======== Provided material

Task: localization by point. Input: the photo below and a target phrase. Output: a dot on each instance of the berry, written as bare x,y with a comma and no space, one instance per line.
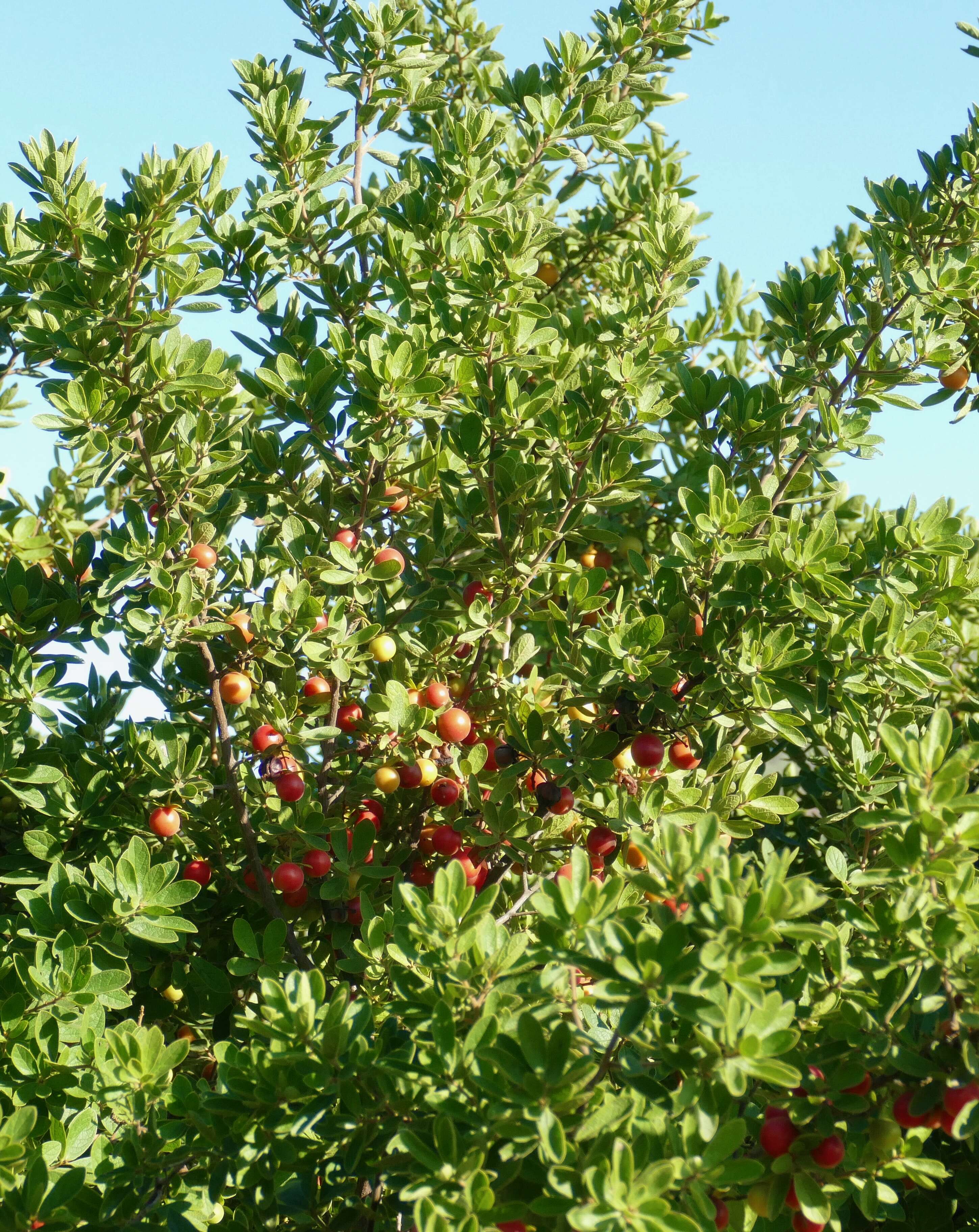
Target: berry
290,788
454,725
199,871
204,556
349,716
601,841
349,539
682,757
289,878
235,688
648,751
316,687
446,841
830,1152
777,1135
266,737
390,554
316,863
444,793
165,822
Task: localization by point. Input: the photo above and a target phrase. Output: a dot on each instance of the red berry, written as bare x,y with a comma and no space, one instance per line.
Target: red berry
444,793
454,725
349,716
421,874
446,841
290,788
437,695
266,737
316,863
682,756
289,878
602,841
648,751
777,1135
862,1088
165,822
251,881
830,1152
199,871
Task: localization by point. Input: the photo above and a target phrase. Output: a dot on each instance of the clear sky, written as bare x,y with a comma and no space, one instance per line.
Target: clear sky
786,115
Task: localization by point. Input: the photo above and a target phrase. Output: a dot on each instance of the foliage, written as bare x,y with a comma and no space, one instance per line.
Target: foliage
493,319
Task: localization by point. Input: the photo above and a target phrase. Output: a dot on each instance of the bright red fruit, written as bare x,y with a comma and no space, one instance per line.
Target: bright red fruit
862,1088
289,878
316,863
290,788
437,695
777,1135
446,841
830,1152
250,879
349,716
476,588
601,841
648,751
444,793
682,757
266,737
421,874
199,871
454,725
410,775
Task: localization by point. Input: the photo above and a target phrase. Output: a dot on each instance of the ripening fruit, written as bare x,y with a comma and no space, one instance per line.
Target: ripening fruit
165,822
830,1152
204,556
384,648
777,1135
862,1088
349,539
444,793
759,1199
429,772
473,591
199,871
242,621
454,725
316,863
235,688
596,559
601,841
446,841
410,775
399,499
421,874
386,780
956,379
682,757
648,751
290,788
390,554
316,687
289,878
565,804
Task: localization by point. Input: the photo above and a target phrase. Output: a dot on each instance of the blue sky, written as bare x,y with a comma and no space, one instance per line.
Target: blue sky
786,115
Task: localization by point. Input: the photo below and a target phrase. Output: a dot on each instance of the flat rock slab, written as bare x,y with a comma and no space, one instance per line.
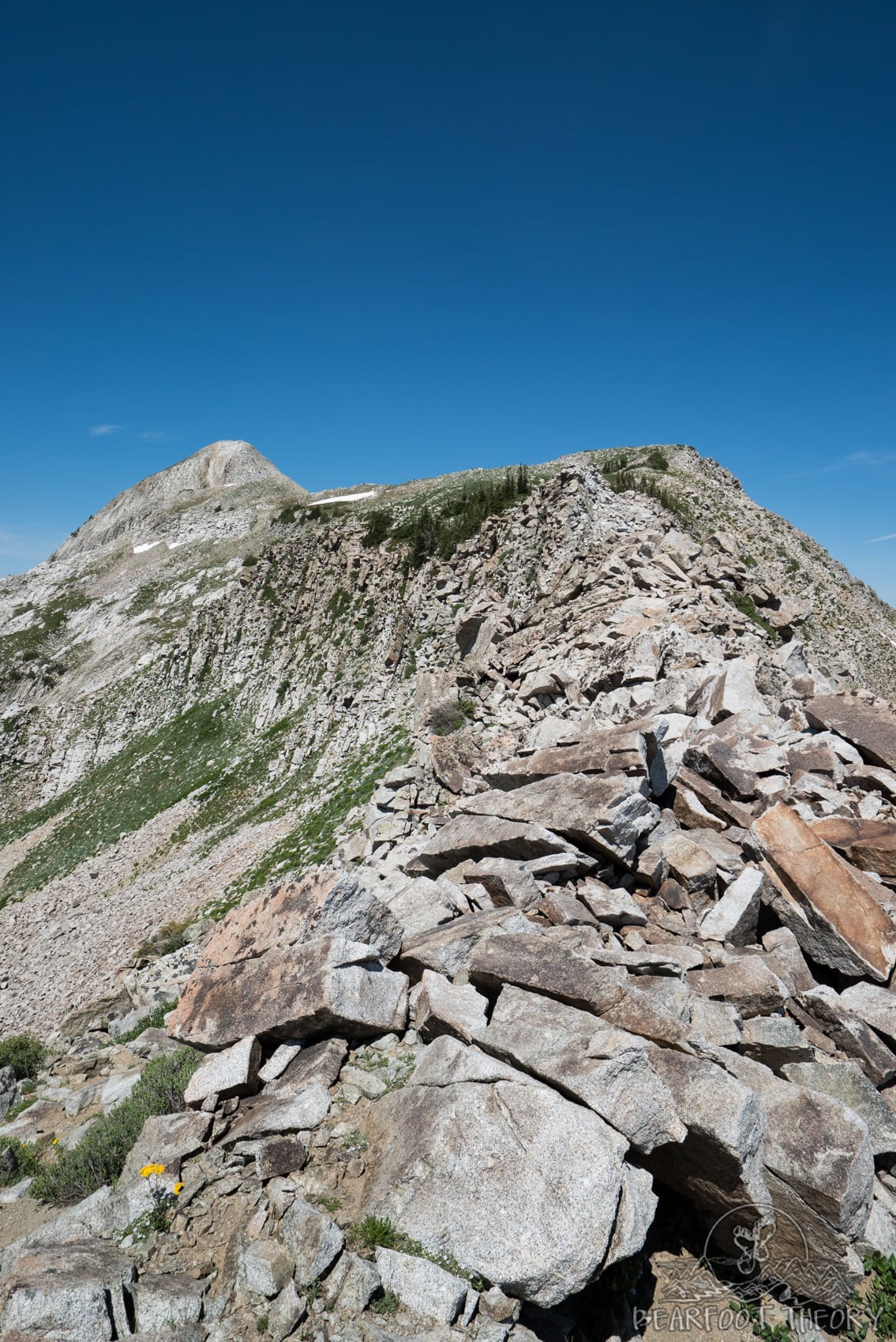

================

Revise the rows above by replacing every occurrence of "localization by point" with "point localization", leaving all other text unchanged. Omit the pictures from your version.

Task: point localization. Input: the photo below and a target phrase. Output: a dot on each instance of the berry, written as bare x,y with a comma and no space, one instance per line.
Target: berry
290,788
454,725
199,871
204,556
349,716
601,841
349,539
682,757
289,878
235,688
648,751
316,687
446,841
830,1152
777,1135
266,737
390,554
316,863
444,793
165,822
Task: point localization. Input: the photo above and a target phrase. Output: a dot on each instance of the red berry, written as bare x,y with a comma and no space, one instance per line.
Target: red berry
444,793
454,725
349,716
421,874
446,841
290,788
437,695
266,737
316,863
682,756
289,878
602,841
648,751
777,1135
862,1088
165,822
251,881
830,1152
199,871
Task: point localization. Input: the photo above and a target phrase. Output: a dot on each instance of the clear sky, written as bare x,y with a comma and no space, one instance per line.
Target: clear sky
786,115
Task: point localization. Input: the photo above and a target phrase. Output: a dot on each instance of the foliage, written as bare x,y with a comma and no space, one instance per line.
Target: foliage
493,319
Task: point localization. Input: the photo above and a target phrase. Output: a dot on each instance of the bright red fruit, written as bare x,y with a comma and no space, one instance per line.
Target: bright red fruit
862,1088
289,878
316,863
290,788
437,695
777,1135
446,841
830,1152
250,879
349,716
476,588
601,841
648,751
444,793
682,757
266,737
421,874
199,871
454,725
410,775
Task: point localization. Input: the photo above and a target phrase. Output: a dot on each instance of the ripening fruit, written as bare x,y with a comma and no space, one instance per line.
Target: ripening fruit
165,822
830,1152
204,556
384,648
777,1135
862,1088
349,539
444,793
759,1199
429,772
473,591
199,871
242,621
454,725
316,863
235,688
596,559
601,841
446,841
410,775
399,499
421,874
386,780
956,379
682,757
648,751
290,788
390,554
316,687
289,878
565,804
Task: point localization. Input: the photo above and a target phrase. Output: a dot on each instance of the blue sky, written as bare x,y with a comma and no space, one instance per line.
Target: blue sky
786,115
Task: point localization. Input: the photo below and a target phrase. Output: a dot on each instance of the flat rock slab, written as bare x,y with a comma and no space, one instance per line.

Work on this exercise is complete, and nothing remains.